__Source__:

Cut back to the obstacle course. Me on a wooden platform about to step onto the first challenge. In front of me, a narrow strip of wood held by rope on either side like a swing. A twenty-foot drop below. Maybe three-hundred foot, I’m not entirely sure. I am supposed to step on the first swing then balance my way to the next then the next and so on. There were ten swings to walk across before joining Chris on the other side. Chris with his phone already out to film my glorious fumble.
I grabbed the left rope and placed one foot on the wooden base. It immediately shot outward and I couldn’t grab the other rope. Chris yelled words of encouragement across the way. I was able to get hold of the first swing and plant both feet on the plank. Suddenly I swung above ground in full panic, arms grasping for the next rope to pull toward me. “I can’t do this,” I called to Chris. “I’m done.” Air barely made way into my lungs, as every muscle was tight in fear.
I watched a kid on another leg of the course swing across wood beams mid-air like a mini-monkey, she was maybe twelve-years-old. I could barely get one foot on the board without freaking out and then monkey girl reminded me of that little boy on the fire truck. I threw out the option to quit. No way was I stepping down when a dozen kids were working the same obstacle course. Fear can be a great motivator or a great undertaker, it’s up to me how I want to face it. With faith or with fear. Fear met with fear breeds only more fear, while fear met with faith brings unlimited possibility. It unlocks doors within us, removes weight and shifts perspective.
Fear met with faith brings light.
So I accept the idea I’ll get back on that first swing and probably die. But either way I have to push forward.
And I do.
Like a gasping, shrieking, flailing moron, I somehow made my way across each swing to the other side.
“See? You got it,” Chris said. “Now try this one.”

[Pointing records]
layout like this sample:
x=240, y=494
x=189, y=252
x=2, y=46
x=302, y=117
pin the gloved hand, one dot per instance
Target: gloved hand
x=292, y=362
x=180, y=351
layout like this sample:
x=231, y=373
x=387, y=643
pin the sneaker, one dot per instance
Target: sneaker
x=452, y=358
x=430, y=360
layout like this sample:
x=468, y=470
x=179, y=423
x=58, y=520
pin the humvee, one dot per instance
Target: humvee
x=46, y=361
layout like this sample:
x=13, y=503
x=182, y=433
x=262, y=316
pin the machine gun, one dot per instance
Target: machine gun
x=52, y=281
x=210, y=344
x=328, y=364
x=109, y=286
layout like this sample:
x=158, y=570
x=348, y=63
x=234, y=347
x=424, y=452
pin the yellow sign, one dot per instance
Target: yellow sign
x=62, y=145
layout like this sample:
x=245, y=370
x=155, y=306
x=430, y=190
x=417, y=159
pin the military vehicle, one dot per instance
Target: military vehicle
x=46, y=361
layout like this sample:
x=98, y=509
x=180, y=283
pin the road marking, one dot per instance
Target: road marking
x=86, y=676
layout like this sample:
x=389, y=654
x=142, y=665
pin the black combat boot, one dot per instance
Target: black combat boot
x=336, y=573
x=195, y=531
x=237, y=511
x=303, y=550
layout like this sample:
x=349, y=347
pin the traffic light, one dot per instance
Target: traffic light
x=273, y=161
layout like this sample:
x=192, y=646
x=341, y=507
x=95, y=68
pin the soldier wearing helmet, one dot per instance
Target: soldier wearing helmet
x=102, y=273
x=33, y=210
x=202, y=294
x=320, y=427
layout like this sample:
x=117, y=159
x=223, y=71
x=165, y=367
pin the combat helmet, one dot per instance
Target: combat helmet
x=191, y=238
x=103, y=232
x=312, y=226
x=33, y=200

__Task list__:
[1] List every effect that the obstacle course account attributes to fear met with faith.
[2] In the obstacle course account, how many swings did the narrator have to walk across to reach Chris?
[3] Continue the obstacle course account from its last line.

__In response__:
[1]
- Brings unlimited possibility
- Unlocks doors within us
- Removes weight
- Shifts perspective
- Brings light

[2] Ten swings.

[3]
I was ready to bow out after the first course, leave on a high. But there were at least twenty other aerial obstacles winding around the facility and I could tell we were just getting started. It’s one thing to briefly challenge fear, another to persevere and stare it in the eye, unflinching, until those roots begin to wilt. It’s a continued exercise like working a muscle, not something I can do once then run back to comfort. Not a check box I can X with hopes of crawling back on the couch.
A little boy asked if I could move out of his way.
Yes, little boy. The big little boy will step aside.
So I did. Then watched him clip his harness on the wire and dive into the next course. I turned to Chris and rolled my eyes. Let’s keep going.
Chris guided me through the next few obstacles until something shifted. I took off on my own, navigating courses without guidance. My leaps became more confident, risks became more frequent. Sweat drenched and out of breath, I saw Chris smiling behind me. He told me I looked like a pro. I kind of felt like a pro. Or at least up to par with the twelve-year-olds.
As I waited for the next challenge, a kid – maybe eight or nine – struggled to climb over a barrel suspended in air. Body glued to one side, arm wrapped around the other. He pulled himself on top of the barrel then balanced his way to the platform where I stood. The smile on his face was lit from ear to ear.
“You did awesome!” I told him.
“I was really scared. It’s really hard. But I haven’t lost my balance once.” He caught his breath, wiped his forehead, a little face stared up at me. I smiled.
“I was really scared, too,” I said. “But you can’t give up.”
“I know. I wanna do that one next.” He pointed to the rock wall I just climbed across. “Can you help me with my clip?”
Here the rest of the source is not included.